[[ Selected text open ]]

Fadli crossed the border with smugglers on Dec. 18 through the Turkish border town of Akçakale in the southeastern province of Sanlıurfa. He shaved his beard and cut his hair. He did not come to Istanbul directly. Instead his cell phone tracing as well as a hotel registry showed him staying in Ankara, the Turkish capital, Dec 19-23, 2015. There is virtually no information in the investigation file as to why the bomber decided to make a stopover in Ankara, what he did while he was there and with whom he had contact. It would be impossible for Turkish intelligence not to have spotted him, especially if he had stayed in a place that kept a registry of visitors. The Hitit Hotel in Ankara’s historic Ulus district, where the bomber stayed, is close to many government buildings. These four days remain a dark point in the probe. What is more, GSM card 536 682 XX, used by the bomber between Dec. 18 and Jan. 10, was activated in another mobile phone on Jan. 14 in Ankara, two days after the bombing took place. There is no information as to how and why this happened.

The bomber came to Istanbul on Dec. 24. and checked into a hotel in Fatih that must have been monitored by Turkish intelligence because of the way it operates for foreigners, especially from Iraq and Syria. Fadli had stayed there until Jan. 11, making tours of the city’s historic places such as Hagia Sophia, Galata Tower, Sultanahmet and Taksim squares and the Roman Catholic St. Anthony of Padua Church in Beyoğlu. He had scouted possible bombing targets and photographed them. Surveillance video footage in Sultanahmet Square showed him visiting the place on four separate occasions, on Jan. 7, 8, 9 and 11.

Another bizarre thing in the case is the fact that Mohamed Khaled Hawasli, an ISIL suspect who helped the bomber, did not clean up the room where Fadli had stayed before the attack. Hawasli, who knew the bomber and heard about the incident the moment it happened, decided to leave all traces of the bomber intact in the room. In fact, the indictment included excerpts from the testimony of another suspect named Muhammed Isa, the manager of the makeshift hotel, who responded in the negative when Hawasli asked him whether they should sweep the place. It does not make any sense. Forensic police found six separate fingerprints in the room that matched those of the bomber.

[[ Selected text closed ]]
[[ Entries supplied open ]]

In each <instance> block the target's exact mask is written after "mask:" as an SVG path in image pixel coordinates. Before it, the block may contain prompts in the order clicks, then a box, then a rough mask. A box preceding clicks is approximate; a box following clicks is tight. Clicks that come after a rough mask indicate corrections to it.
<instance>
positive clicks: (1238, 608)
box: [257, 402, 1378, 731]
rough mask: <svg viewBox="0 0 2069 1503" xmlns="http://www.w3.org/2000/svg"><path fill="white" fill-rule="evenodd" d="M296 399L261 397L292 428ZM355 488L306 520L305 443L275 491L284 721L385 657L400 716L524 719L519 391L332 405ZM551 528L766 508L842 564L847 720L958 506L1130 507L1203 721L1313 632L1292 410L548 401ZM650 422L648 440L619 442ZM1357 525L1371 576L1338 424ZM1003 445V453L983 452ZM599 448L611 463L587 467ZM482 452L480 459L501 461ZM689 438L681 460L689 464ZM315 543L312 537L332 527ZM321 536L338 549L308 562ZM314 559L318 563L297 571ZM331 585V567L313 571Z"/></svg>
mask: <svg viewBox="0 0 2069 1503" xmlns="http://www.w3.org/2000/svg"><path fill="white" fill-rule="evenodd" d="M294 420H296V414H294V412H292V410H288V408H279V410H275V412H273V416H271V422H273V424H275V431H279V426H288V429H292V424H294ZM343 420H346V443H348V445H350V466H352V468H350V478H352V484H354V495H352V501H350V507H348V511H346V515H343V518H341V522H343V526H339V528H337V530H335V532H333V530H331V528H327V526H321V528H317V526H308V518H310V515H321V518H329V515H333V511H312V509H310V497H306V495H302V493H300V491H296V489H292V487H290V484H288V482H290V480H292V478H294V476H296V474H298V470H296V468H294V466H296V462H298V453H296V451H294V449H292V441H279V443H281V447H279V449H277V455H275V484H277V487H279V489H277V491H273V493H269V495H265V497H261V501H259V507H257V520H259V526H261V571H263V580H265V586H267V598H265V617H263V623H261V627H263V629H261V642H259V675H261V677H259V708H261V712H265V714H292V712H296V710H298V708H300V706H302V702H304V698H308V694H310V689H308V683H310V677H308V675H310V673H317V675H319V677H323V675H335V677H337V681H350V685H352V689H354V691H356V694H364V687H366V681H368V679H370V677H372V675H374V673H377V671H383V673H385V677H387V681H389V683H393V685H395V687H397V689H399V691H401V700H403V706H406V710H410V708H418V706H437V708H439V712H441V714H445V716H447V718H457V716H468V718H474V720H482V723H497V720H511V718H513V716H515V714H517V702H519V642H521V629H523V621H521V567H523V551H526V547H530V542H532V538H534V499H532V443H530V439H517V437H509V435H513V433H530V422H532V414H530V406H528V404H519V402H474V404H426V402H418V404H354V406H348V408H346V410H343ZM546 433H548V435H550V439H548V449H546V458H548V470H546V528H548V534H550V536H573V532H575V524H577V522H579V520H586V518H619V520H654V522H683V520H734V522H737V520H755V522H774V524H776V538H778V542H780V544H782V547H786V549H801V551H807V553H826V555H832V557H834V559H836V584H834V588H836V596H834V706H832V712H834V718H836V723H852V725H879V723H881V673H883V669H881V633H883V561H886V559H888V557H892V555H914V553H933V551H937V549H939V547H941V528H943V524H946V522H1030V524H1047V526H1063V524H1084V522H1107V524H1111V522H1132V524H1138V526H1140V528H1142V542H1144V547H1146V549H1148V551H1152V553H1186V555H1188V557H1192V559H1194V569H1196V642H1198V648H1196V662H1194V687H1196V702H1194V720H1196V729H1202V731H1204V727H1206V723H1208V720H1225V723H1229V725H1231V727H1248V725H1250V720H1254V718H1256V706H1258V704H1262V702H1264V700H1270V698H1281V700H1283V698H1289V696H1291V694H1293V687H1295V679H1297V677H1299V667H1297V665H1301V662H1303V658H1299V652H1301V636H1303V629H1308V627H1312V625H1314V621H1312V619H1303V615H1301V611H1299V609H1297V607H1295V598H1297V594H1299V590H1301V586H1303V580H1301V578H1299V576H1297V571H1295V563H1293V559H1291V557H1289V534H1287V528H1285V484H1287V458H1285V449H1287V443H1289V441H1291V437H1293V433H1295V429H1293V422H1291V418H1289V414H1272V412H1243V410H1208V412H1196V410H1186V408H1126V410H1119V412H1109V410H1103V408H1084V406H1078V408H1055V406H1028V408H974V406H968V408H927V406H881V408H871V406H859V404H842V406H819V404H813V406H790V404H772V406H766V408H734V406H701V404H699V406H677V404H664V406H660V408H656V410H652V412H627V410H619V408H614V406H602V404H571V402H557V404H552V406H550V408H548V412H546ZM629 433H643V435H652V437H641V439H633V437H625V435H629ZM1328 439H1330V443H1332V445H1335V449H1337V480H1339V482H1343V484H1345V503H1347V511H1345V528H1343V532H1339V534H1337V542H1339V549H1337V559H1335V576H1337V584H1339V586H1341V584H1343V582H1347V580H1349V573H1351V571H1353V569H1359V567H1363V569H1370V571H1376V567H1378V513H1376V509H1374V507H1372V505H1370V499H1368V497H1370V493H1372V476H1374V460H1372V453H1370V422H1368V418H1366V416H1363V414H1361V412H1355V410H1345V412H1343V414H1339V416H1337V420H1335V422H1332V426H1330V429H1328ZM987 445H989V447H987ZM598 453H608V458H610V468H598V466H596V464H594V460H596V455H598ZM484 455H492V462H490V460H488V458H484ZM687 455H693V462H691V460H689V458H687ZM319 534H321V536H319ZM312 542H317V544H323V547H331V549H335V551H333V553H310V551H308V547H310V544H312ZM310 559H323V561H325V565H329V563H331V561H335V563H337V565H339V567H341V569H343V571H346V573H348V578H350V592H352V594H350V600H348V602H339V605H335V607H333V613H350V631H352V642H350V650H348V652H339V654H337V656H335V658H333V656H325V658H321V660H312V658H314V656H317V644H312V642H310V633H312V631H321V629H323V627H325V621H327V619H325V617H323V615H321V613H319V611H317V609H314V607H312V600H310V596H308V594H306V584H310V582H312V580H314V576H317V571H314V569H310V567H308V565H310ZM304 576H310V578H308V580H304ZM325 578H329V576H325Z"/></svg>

[[ Entries supplied closed ]]

Activities.
- 1) Translate this sentence from the account of the bomber's movements into Spanish: "These four days remain a dark point in the probe."
- 2) Pick up the account of the bomber's movements after its last sentence and continue it.
The entries play no part in this work and can be set aside.

Per-task outputs.
- 1) Estos cuatro días siguen siendo un punto oscuro en la investigación.

- 2)
When police showed up to search the room in the three-story unlicensed hotel in Fatih, a broken Samsung cell phone and a tablet, also broken, were waiting to be found. Conveniently, the bomber’s fingerprints were all over the phone. The investigators were able to recover some data from the phone, showing conversations with Omer/Abu Abed, the alleged mastermind behind the suicide attack. Abu Abed, likely a code name, lives in Iraq and was in constant contact with the bomber, giving him instructions until the day he blew himself up in Sultanahmet Square. According to the indictment, investigators failed to crack the code on some of the digital material protected by TrueCrypt.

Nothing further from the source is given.